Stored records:

================================

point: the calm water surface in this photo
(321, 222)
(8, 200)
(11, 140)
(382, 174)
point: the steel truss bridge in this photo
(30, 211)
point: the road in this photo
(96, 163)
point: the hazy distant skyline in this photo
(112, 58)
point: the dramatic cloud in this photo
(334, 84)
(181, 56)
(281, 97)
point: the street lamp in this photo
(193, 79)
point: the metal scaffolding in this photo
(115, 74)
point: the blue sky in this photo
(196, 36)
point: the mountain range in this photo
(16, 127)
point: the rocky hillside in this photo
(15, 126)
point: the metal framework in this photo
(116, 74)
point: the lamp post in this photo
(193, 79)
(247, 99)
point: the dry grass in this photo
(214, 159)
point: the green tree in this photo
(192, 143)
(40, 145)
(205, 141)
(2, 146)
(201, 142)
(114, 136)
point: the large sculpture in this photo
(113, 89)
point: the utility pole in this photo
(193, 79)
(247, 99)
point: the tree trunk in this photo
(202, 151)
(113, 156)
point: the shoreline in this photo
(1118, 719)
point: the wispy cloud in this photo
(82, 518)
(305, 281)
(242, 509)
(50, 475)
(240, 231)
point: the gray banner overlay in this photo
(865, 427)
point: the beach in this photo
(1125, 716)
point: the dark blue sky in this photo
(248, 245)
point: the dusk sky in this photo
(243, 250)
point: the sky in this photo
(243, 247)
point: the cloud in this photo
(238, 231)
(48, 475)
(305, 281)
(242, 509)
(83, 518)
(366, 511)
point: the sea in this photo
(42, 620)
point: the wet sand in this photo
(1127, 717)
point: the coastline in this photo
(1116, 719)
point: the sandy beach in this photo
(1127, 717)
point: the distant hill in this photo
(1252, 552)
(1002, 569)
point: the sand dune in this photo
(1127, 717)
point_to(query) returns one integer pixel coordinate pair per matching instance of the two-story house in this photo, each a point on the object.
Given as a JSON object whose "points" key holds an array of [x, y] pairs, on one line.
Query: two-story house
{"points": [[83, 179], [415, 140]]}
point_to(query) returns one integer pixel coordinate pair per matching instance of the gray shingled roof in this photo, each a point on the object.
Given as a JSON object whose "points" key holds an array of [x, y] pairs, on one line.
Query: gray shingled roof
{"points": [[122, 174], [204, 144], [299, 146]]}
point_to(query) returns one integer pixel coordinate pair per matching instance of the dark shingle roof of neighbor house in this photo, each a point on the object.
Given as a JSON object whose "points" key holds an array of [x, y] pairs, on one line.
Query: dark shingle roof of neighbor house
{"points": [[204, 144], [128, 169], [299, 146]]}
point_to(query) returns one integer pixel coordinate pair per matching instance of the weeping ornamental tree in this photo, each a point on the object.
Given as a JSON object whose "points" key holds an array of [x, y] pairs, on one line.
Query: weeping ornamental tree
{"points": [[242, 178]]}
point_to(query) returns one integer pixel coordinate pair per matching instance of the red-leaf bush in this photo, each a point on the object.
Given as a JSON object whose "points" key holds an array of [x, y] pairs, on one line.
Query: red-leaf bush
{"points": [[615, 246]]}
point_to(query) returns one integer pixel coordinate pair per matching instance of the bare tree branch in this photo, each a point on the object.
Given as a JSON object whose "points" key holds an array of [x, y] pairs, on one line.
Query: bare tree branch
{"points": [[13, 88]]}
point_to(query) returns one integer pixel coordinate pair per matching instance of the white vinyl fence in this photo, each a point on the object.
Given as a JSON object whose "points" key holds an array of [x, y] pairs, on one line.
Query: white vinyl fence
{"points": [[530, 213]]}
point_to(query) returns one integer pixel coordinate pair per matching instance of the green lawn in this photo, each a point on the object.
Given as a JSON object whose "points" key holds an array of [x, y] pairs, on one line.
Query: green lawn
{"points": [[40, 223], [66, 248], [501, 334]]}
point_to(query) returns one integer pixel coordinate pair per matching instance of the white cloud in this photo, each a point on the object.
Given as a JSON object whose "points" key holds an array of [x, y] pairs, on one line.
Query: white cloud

================================

EXERCISE GOAL:
From the records above, extract exactly and only the lines that begin at the line with "point: the wispy cloud in this photo" and stop after the line with "of the dark".

ANSWER FOR THE TASK:
point: the wispy cloud in this photo
(82, 518)
(305, 281)
(242, 509)
(50, 475)
(240, 231)
point: the gray banner overlay in this photo
(865, 427)
point: the beach in this photo
(1125, 716)
point: the dark blue sky in this photo
(248, 245)
point: the dusk sky in this photo
(243, 250)
point: the sky in this photo
(243, 247)
point: the cloud in this photo
(238, 231)
(48, 475)
(305, 281)
(242, 509)
(83, 518)
(366, 511)
point: the sea in this photo
(42, 620)
point: the wet sand in this photo
(1127, 717)
point: the coastline in this photo
(1116, 719)
point: the sandy beach in this photo
(1127, 717)
point: the distant hill in this photo
(1252, 552)
(1002, 569)
point: the sand dune in this photo
(1127, 717)
point_to(query) returns one integer pixel coordinate pair per matching instance of the two-story house in this photo, each a point on the object.
Given as a JSON object whose "points" key holds an array of [x, y] pairs, on one line.
Query: two-story house
{"points": [[83, 179], [415, 140]]}
point_to(query) returns one integer pixel coordinate pair per matching instance of the gray shingled roof in this photo, each a point on the object.
Given as a JSON object whose "points" key holds an array of [x, y] pairs, on one line.
Query: gray shingled roof
{"points": [[122, 174], [204, 144], [299, 146]]}
point_to(query) returns one integer pixel coordinate pair per matching instance of the dark shingle roof of neighbor house in this photo, each a point on the object.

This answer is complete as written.